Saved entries
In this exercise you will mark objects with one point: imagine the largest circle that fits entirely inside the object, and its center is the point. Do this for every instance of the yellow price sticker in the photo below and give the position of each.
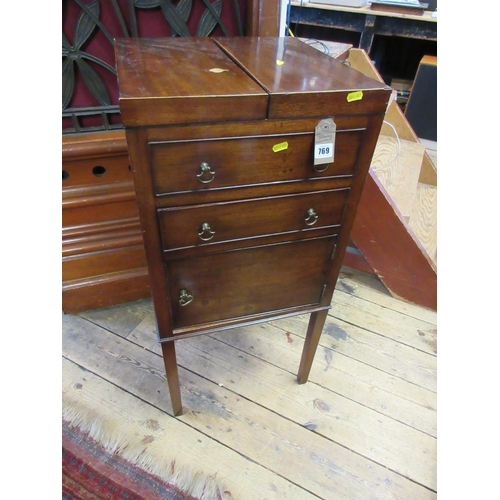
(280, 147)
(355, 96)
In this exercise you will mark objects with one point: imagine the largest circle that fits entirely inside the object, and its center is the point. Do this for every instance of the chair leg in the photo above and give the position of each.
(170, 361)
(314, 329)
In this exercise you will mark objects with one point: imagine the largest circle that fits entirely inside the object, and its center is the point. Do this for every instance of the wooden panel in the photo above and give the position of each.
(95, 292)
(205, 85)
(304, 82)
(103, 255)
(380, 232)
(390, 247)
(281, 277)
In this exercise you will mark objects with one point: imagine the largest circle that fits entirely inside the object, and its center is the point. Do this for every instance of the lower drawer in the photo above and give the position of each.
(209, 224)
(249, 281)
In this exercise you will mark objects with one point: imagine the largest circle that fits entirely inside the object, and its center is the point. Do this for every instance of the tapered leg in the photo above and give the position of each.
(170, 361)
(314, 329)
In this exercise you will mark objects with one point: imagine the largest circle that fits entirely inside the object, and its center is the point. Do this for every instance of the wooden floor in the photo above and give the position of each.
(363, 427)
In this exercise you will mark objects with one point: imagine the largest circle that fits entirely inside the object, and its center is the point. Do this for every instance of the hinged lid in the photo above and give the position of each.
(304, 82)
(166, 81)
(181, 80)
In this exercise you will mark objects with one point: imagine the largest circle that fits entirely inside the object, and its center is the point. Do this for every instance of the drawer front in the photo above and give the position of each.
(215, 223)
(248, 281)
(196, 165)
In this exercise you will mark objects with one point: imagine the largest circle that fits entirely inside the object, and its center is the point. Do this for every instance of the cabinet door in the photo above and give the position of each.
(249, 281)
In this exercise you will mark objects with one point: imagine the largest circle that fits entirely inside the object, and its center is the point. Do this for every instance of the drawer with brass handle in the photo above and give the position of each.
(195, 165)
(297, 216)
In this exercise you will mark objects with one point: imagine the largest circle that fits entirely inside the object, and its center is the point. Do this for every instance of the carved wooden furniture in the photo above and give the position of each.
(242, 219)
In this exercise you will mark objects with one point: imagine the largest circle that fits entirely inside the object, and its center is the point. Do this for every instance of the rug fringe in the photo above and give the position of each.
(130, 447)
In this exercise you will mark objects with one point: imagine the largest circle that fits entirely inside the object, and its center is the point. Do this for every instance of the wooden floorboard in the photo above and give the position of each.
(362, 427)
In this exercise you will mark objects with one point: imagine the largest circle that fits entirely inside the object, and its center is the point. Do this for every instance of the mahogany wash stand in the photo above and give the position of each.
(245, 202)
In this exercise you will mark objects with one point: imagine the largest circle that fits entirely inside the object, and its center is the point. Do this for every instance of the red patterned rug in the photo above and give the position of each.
...
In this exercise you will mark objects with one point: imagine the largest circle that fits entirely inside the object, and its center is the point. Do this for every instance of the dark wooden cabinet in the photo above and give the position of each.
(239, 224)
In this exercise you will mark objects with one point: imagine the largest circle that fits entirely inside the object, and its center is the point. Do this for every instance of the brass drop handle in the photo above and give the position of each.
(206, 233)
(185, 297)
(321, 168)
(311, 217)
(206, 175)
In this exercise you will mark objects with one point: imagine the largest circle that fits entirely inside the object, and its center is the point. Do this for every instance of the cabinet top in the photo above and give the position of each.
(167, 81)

| TASK STATEMENT |
Among the records above, extract exactly the lines from the line with "the wooden floorboard" to the line with "the red patterned", both lines included, and leave out the rest.

| REPLY TO THE TASK |
In this exercise you will mark objects with one point: imagine the largest circle that fits entirely inside the object, and its center is the point. Do this for every instance of the wooden floorboard in the photo above and give the position of each.
(362, 427)
In this exercise you will mark objects with one point: imagine the largest circle that fits entirely inside the object, and its center is the point. Do this for every instance of the mahogany wash stand in the photo above and give the position of each.
(245, 202)
In this exercise you will mark objects with one point: imagine the largest circle that fits entirely inside the object, and its center is the point. Do this for every instance of the red patterned rug in the photo above and give the position of each.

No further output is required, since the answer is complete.